Excerpts of location labeling entries
◇ ◇ ◇ ◇
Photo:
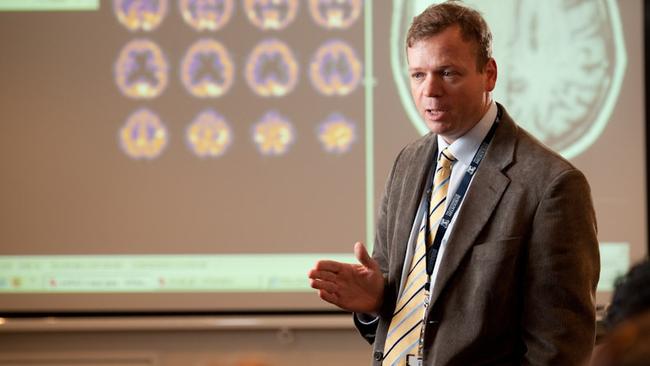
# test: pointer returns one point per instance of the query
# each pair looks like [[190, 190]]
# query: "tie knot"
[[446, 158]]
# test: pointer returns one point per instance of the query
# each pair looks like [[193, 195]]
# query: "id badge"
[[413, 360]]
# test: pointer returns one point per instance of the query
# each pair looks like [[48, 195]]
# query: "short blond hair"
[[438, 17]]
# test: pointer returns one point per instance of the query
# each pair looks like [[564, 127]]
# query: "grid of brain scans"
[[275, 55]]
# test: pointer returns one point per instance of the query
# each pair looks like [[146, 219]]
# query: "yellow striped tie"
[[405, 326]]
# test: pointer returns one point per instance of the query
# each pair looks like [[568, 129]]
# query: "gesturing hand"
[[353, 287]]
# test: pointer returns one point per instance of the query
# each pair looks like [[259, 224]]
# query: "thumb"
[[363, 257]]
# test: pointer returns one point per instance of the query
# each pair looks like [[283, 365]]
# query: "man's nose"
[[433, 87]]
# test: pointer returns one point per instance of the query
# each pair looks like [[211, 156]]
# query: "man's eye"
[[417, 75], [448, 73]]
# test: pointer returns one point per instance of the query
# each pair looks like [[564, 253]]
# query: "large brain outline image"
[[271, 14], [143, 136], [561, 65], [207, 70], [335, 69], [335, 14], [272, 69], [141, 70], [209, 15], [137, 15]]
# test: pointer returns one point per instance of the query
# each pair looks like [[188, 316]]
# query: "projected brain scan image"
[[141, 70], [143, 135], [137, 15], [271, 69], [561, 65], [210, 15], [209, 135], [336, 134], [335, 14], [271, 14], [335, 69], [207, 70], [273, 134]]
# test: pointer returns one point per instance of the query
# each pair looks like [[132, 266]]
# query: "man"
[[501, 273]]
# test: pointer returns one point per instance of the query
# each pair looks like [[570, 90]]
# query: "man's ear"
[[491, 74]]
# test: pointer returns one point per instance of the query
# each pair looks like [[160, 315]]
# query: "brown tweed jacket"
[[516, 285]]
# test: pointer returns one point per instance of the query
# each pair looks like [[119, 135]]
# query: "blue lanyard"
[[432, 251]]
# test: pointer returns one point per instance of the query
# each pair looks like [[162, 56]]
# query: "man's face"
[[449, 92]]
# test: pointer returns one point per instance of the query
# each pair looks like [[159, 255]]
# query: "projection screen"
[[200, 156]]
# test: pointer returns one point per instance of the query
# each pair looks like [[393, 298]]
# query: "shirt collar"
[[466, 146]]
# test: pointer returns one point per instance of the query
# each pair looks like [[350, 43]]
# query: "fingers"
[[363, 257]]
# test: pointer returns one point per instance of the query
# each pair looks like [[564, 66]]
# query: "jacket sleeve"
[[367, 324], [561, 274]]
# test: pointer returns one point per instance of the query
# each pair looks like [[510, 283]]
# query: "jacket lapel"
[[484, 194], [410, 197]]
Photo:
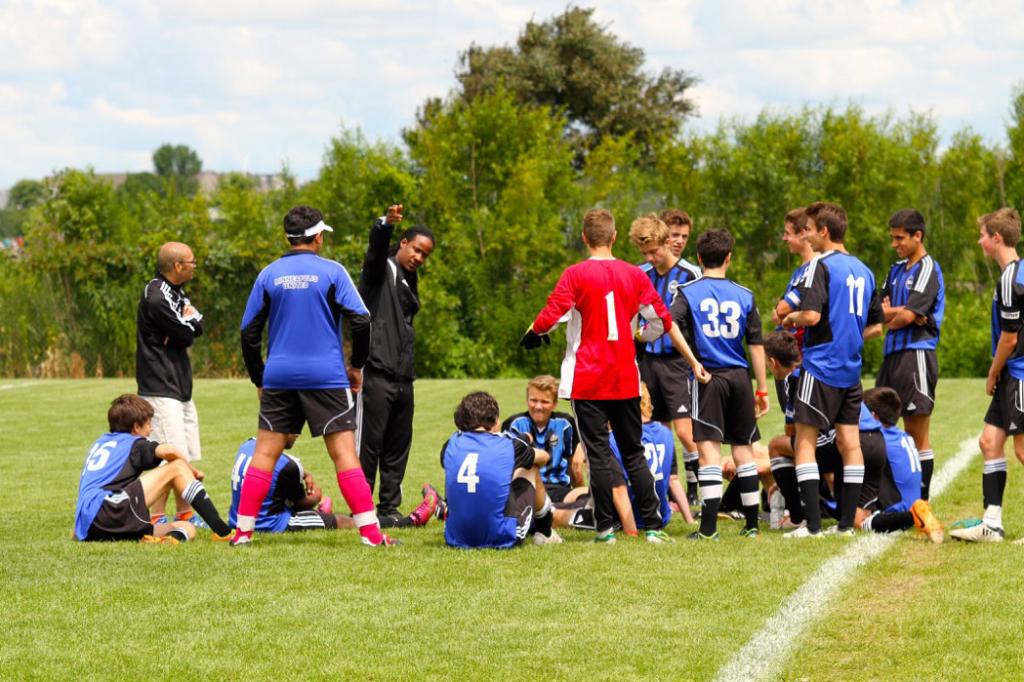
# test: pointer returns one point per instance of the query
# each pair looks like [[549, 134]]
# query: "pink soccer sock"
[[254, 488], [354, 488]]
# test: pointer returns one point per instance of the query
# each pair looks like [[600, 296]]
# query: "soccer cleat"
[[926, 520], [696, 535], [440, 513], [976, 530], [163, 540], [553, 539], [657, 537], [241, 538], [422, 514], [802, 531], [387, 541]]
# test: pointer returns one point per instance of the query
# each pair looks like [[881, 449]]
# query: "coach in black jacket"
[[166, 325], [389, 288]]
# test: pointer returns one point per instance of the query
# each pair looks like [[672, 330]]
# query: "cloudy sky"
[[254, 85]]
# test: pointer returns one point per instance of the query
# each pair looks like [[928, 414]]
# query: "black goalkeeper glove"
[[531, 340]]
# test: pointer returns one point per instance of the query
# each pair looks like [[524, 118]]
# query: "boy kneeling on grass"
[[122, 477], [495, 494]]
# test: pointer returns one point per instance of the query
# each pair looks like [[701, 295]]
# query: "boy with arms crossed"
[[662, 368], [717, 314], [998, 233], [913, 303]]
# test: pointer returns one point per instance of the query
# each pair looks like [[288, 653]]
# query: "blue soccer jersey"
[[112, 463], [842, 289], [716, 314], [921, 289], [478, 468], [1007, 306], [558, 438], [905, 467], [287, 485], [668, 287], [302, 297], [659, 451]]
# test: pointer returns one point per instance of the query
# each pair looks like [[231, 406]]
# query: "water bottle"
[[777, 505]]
◇ ◇ ◇ ◇
Rewrite every line of the entries above as a JSON list of strings, one string per line, with blank lines dropped. Keep the pictures out of your answer.

[
  "Photo:",
  "# test: pointer returns one point per instance of the query",
  "# each pair looks like [[190, 190]]",
  "# query: \"tie knot\"",
  "[[446, 158]]",
  "# test: pointer returns one point per instance of the query",
  "# each pair looks like [[193, 195]]",
  "# query: \"id badge\"",
  "[[413, 360]]",
  "# test: pointer returns one point per instance of the query",
  "# each pair looks like [[48, 195]]",
  "# query: \"short blond hair\"",
  "[[438, 17]]",
  "# test: pointer returns one point per instance of the query",
  "# each pair looks like [[564, 127]]",
  "# query: \"grid of brain scans\"",
  "[[275, 55]]",
  "# test: pointer returns one point per instance of the query",
  "# each pair looks like [[146, 219]]",
  "# query: \"yellow striped tie\"",
  "[[405, 326]]",
  "# test: pointer returns one point per instance of the query",
  "# each pair looks like [[568, 129]]",
  "# query: \"gesturing hand\"",
  "[[353, 287]]",
  "# test: pointer returns one point per instance of the query",
  "# each pair looks like [[259, 224]]",
  "# query: \"thumb\"",
  "[[363, 257]]",
  "# test: pointer returns one point per instance of the query",
  "# each pair looks like [[283, 365]]",
  "# query: \"man's nose\"",
  "[[433, 87]]",
  "# test: pointer returns one point per instance of the query",
  "# each pair looks like [[211, 156]]",
  "# query: \"man's eye\"",
  "[[417, 75], [448, 73]]",
  "# test: pointer returns one point per instance of the query",
  "# each pair looks like [[564, 253]]",
  "# query: \"large brain outline image\"",
  "[[271, 14], [143, 136], [561, 65], [207, 70], [335, 69], [335, 14], [272, 69], [141, 70], [209, 15], [137, 15]]",
  "# test: pointer returns one point per instance of the query",
  "# each pair looks like [[188, 316]]",
  "# query: \"projected brain scan image\"",
  "[[141, 70], [143, 135], [137, 15], [271, 69], [561, 65], [210, 15], [209, 135], [336, 134], [335, 14], [271, 14], [335, 69], [207, 70], [273, 134]]",
  "# test: pointer returns one point per instance of the query",
  "# each pair looks like [[132, 266]]",
  "# query: \"man\"",
  "[[501, 273]]",
  "# test: pointer returns one point per instance of the query",
  "# each pair looks like [[570, 90]]",
  "# query: \"man's ear\"",
  "[[491, 74]]",
  "# test: pointer returns one point per instance of the query",
  "# each pair looks like [[160, 315]]",
  "# query: \"brown tweed jacket\"",
  "[[516, 285]]",
  "# test: pointer returns one point per instance of the query",
  "# each pair looks like [[119, 135]]",
  "# query: \"blue lanyard\"",
  "[[432, 251]]",
  "# test: pointer returns one point per instance of the query",
  "# each pair looks like [[162, 56]]",
  "# query: \"man's face\"",
  "[[449, 92]]",
  "# test: pointer returns one point per instance of the query",
  "# each pair looks like [[159, 255]]",
  "# query: \"projection screen\"",
  "[[200, 156]]",
  "# test: pointer returns one point per instance of the query",
  "# each pair looks like [[393, 298]]",
  "# query: \"shirt collar\"",
  "[[466, 146]]",
  "# test: pointer returns one point per instance of the query",
  "# each pair looks like [[350, 43]]",
  "# query: \"fingers\"",
  "[[363, 257]]",
  "# test: pointer returns one point per instance of the query",
  "# each pair looks like [[564, 66]]",
  "# query: \"jacket sleeve\"",
  "[[367, 324], [561, 274]]",
  "# test: pointer returns one point per instance of the query",
  "# each pair looks like [[510, 283]]",
  "# query: \"jacket lapel\"",
  "[[484, 194], [410, 197]]",
  "Photo:",
  "# test: pointer returns one point per instance of the query",
  "# each pair looks like [[549, 134]]",
  "# query: \"pink soccer sock\"",
  "[[254, 488], [354, 488]]",
  "# test: pointer returns one point per instance of the query",
  "# each pair looks like [[600, 296]]",
  "# query: \"soccer cleat\"",
  "[[926, 520], [696, 535], [440, 513], [976, 530], [163, 540], [553, 539], [657, 537], [241, 538], [422, 514], [802, 531], [387, 541]]",
  "# test: pointer returns one point per instance of the query",
  "# each pair looks like [[881, 449]]",
  "# query: \"coach in black jacket\"",
  "[[166, 325], [389, 288]]",
  "# test: pointer returns one point per instance of the query",
  "# each pair looks like [[672, 330]]",
  "# query: \"cloudy sky\"",
  "[[254, 85]]",
  "# test: pointer returns one point per instance of the query",
  "# each pair looks like [[928, 414]]",
  "# query: \"black goalkeeper glove\"",
  "[[531, 340]]",
  "# test: pointer returns one point per instance of the query",
  "# each pair looks like [[524, 118]]",
  "# query: \"boy kneeling on grass\"",
  "[[122, 477], [495, 494]]",
  "# test: pointer returns one point per instance of the query",
  "# each pair looks like [[701, 295]]",
  "# query: \"boy with arms crossed\"",
  "[[662, 368], [717, 314], [998, 233], [913, 303]]",
  "# test: pointer returns one point per instance of the query",
  "# each pair looks like [[288, 653]]",
  "# query: \"blue soccer jersey\"",
  "[[112, 463], [842, 289], [716, 314], [921, 289], [478, 468], [1007, 306], [558, 438], [905, 467], [287, 485], [668, 287], [302, 297], [659, 451]]",
  "# test: pointer returns one point per instance of the query",
  "# each pair looks like [[231, 406]]",
  "# query: \"water bottle\"",
  "[[777, 505]]"
]